- [INSTRUCTIONS FOR THE TASK] Update the data from the line that has "Provide the mask of every instance of the windshield" through the line that has "M 332 104 L" by changing "windshield wiper" to "wiper blade", and give back only those lines with nothing else altered.

- [RECORDS FOR THIS TASK]
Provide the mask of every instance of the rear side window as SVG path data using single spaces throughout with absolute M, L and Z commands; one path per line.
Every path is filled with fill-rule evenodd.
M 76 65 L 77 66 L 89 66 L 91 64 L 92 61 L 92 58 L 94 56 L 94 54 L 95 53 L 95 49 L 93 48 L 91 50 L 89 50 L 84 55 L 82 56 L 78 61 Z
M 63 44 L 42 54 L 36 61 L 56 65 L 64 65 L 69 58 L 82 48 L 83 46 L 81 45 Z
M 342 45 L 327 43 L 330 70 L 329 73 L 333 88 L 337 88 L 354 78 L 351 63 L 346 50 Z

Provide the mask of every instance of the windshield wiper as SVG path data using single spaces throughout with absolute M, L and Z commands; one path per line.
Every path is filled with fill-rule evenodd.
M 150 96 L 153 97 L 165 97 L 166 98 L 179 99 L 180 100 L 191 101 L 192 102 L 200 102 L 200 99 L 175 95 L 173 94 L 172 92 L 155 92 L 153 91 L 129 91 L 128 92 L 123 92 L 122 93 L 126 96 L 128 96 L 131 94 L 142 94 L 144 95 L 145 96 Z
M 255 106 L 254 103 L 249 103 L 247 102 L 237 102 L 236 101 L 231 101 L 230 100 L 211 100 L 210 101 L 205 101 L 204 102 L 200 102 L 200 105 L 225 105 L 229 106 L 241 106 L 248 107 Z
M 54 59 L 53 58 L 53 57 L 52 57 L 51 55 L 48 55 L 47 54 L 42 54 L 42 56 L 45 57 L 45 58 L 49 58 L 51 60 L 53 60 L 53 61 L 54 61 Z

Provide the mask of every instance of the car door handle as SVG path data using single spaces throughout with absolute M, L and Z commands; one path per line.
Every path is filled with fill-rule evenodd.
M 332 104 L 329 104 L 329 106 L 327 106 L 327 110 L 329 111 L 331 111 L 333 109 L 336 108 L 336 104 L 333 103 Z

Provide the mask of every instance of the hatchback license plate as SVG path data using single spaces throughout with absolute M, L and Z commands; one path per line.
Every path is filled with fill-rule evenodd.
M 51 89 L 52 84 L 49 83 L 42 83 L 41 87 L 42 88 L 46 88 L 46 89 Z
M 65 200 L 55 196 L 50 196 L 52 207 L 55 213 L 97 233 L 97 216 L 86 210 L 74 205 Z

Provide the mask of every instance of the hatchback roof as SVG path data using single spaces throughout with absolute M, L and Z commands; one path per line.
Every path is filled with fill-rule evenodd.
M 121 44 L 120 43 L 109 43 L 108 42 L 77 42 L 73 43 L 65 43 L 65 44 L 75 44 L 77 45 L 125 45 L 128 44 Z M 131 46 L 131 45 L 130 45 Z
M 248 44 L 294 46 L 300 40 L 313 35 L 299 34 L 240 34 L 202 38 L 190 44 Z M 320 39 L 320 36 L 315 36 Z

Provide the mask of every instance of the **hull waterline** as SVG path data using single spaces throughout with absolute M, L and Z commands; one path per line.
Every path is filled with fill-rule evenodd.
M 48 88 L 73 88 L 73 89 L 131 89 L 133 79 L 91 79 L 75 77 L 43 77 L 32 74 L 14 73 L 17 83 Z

==

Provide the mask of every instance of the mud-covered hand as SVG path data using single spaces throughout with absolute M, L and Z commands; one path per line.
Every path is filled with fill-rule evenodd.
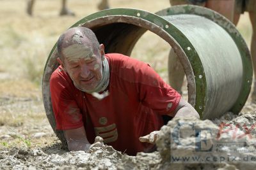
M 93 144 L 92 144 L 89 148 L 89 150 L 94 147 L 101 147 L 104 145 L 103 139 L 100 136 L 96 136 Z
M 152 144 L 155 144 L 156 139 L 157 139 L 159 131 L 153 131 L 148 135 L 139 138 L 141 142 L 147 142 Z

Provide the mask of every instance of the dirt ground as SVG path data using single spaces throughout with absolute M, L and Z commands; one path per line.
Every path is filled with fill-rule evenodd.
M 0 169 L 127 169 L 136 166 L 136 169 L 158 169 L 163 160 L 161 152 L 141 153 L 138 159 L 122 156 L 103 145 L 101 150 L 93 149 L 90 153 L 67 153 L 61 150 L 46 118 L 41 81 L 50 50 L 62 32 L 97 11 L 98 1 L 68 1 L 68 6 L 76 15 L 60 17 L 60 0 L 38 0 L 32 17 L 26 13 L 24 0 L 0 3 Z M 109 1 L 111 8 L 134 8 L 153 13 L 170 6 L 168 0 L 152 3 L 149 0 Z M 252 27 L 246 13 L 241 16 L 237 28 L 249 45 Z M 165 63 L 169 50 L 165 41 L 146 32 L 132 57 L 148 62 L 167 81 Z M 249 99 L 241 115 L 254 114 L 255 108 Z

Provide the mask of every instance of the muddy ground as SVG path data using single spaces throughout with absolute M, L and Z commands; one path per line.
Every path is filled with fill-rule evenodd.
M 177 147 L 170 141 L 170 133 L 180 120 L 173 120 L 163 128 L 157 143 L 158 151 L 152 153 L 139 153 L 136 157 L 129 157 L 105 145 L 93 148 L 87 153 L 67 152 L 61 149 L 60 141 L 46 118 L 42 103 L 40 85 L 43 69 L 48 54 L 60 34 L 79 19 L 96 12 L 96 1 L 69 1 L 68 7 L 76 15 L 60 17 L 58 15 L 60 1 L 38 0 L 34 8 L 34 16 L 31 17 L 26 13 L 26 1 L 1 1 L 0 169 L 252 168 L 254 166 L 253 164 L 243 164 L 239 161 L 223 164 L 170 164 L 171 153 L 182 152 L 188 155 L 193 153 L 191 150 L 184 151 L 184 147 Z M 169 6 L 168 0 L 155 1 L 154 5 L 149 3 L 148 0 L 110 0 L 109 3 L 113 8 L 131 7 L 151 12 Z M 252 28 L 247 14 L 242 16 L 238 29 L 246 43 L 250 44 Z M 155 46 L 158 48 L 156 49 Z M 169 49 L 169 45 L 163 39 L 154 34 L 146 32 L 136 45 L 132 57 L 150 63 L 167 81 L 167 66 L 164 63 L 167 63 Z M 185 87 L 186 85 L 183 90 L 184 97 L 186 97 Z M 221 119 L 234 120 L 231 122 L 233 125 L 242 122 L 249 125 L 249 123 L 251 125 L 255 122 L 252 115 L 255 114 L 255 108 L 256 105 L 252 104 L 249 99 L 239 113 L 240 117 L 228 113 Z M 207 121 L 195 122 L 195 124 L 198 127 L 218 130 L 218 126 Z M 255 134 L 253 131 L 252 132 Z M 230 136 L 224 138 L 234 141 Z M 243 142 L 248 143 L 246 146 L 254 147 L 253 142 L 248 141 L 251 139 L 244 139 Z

- [RESPONSE TO THE EXERCISE]
Provide the mask of every instance of the wiper blade as SVG path data using single spaces throughout with absolute M, L and Z commands; one path per line.
Every path is filled with fill-rule evenodd.
M 150 96 L 153 97 L 165 97 L 166 98 L 179 99 L 180 100 L 191 101 L 192 102 L 200 102 L 200 99 L 175 95 L 173 94 L 172 92 L 155 92 L 153 91 L 129 91 L 128 92 L 123 92 L 122 93 L 126 96 L 128 96 L 131 94 L 142 94 L 144 95 L 145 96 Z
M 255 106 L 254 103 L 249 103 L 247 102 L 237 102 L 236 101 L 231 101 L 230 100 L 211 100 L 210 101 L 205 101 L 204 102 L 200 102 L 200 105 L 225 105 L 229 106 L 241 106 L 248 107 Z
M 54 59 L 53 58 L 53 57 L 52 57 L 51 55 L 48 55 L 47 54 L 42 54 L 42 56 L 45 57 L 45 58 L 49 58 L 51 60 L 53 60 L 53 61 L 54 61 Z

Provide the mask of every instance of the car door handle as SVG path data using single spaces throughout with absolute M, L and Z commands; one path per line.
Every path is filled with fill-rule evenodd.
M 332 104 L 329 104 L 329 106 L 327 106 L 327 110 L 329 111 L 331 111 L 333 109 L 336 108 L 336 104 L 333 103 Z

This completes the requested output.